- **AIM OF THE EXERCISE**
Return every line in the records below that contains the word "tree", copying each one in full.

- **EXERCISE INPUT**

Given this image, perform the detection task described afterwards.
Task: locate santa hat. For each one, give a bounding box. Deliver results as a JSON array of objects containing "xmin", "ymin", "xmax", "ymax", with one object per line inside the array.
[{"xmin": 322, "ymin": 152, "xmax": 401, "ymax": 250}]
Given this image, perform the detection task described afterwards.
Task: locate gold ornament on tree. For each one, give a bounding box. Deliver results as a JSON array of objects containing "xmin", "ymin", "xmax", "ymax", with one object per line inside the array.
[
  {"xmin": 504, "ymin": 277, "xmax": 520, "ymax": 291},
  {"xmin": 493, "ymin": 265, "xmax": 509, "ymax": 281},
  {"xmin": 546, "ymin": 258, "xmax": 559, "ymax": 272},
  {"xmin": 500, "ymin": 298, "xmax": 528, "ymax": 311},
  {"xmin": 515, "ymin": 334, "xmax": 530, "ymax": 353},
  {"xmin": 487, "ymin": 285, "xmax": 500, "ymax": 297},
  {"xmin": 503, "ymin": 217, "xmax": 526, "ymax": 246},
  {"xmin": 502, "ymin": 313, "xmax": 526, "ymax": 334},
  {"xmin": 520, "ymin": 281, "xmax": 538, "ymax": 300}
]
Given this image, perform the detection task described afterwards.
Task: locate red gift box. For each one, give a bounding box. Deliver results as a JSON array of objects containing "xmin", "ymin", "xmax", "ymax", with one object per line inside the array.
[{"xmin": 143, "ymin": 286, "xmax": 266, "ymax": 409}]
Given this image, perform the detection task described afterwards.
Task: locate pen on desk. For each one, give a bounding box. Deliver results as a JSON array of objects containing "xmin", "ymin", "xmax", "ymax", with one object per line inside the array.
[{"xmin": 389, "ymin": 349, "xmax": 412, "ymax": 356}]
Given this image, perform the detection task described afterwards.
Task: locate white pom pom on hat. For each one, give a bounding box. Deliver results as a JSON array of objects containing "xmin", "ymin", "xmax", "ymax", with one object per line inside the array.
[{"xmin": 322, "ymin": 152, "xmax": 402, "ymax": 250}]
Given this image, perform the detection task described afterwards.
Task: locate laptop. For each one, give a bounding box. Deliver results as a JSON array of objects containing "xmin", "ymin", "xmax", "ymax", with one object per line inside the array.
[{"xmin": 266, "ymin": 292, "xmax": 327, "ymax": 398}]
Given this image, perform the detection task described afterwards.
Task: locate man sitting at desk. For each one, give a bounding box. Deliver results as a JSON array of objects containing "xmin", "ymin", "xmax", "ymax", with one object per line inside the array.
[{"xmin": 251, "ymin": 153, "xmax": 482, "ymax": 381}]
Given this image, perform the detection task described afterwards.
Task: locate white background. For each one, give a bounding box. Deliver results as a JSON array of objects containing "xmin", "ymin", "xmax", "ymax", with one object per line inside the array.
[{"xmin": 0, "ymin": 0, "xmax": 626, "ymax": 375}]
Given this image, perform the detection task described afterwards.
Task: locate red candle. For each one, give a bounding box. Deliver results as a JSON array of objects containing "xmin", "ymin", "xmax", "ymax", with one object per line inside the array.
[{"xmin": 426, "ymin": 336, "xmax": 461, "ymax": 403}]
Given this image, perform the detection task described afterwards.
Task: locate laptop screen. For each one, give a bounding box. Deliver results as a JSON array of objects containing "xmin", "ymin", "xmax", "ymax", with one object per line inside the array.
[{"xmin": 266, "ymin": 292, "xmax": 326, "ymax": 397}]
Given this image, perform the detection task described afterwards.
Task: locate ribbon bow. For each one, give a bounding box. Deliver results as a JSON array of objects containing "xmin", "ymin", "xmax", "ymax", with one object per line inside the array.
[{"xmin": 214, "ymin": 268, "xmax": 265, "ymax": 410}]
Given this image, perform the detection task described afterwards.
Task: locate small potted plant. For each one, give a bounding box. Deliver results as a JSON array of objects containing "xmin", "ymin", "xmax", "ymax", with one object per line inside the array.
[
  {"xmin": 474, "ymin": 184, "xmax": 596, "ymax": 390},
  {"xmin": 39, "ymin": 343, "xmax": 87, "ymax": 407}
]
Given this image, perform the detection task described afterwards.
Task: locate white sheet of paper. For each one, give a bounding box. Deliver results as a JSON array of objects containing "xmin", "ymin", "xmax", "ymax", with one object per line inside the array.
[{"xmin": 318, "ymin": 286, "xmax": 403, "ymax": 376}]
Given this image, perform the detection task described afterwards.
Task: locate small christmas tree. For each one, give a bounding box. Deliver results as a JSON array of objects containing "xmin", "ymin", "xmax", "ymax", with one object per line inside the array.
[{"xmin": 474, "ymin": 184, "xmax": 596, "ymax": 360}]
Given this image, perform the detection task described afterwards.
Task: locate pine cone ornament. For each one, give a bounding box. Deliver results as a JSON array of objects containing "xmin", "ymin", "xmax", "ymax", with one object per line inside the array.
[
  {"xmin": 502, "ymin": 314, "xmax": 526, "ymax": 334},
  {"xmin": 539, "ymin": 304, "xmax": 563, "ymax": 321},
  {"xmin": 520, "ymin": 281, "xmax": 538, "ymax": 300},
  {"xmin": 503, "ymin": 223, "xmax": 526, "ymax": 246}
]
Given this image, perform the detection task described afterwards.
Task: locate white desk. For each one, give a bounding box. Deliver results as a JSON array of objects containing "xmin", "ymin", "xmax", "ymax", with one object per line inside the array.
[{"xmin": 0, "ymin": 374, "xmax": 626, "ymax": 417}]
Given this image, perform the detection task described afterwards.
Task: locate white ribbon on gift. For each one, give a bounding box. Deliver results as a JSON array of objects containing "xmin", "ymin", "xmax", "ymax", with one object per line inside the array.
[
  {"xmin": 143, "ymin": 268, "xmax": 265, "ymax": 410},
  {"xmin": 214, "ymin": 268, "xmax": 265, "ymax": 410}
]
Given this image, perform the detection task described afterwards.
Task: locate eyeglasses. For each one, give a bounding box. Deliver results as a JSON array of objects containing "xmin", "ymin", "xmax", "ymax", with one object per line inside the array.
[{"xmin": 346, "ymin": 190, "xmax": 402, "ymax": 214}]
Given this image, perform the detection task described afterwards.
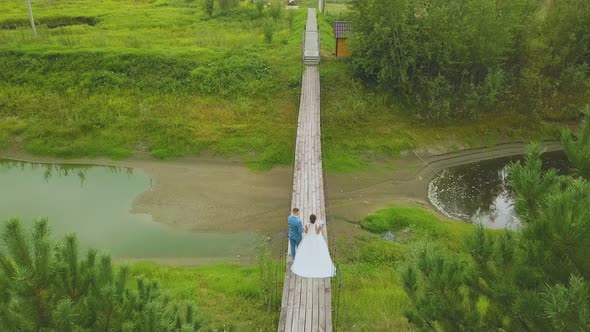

- **RESPONSE BELOW**
Task: locate gold ornament on tree. For each one, give a bounding box. Deliver results as a JSON array of objects containing "xmin", "ymin", "xmax", "ymax", with one object per line inside the array.
Task: locate small christmas tree. For each one, give a bounding box. Deliver results as a JSON array of objects containing "xmin", "ymin", "xmax", "ymax", with one object per line inside the array.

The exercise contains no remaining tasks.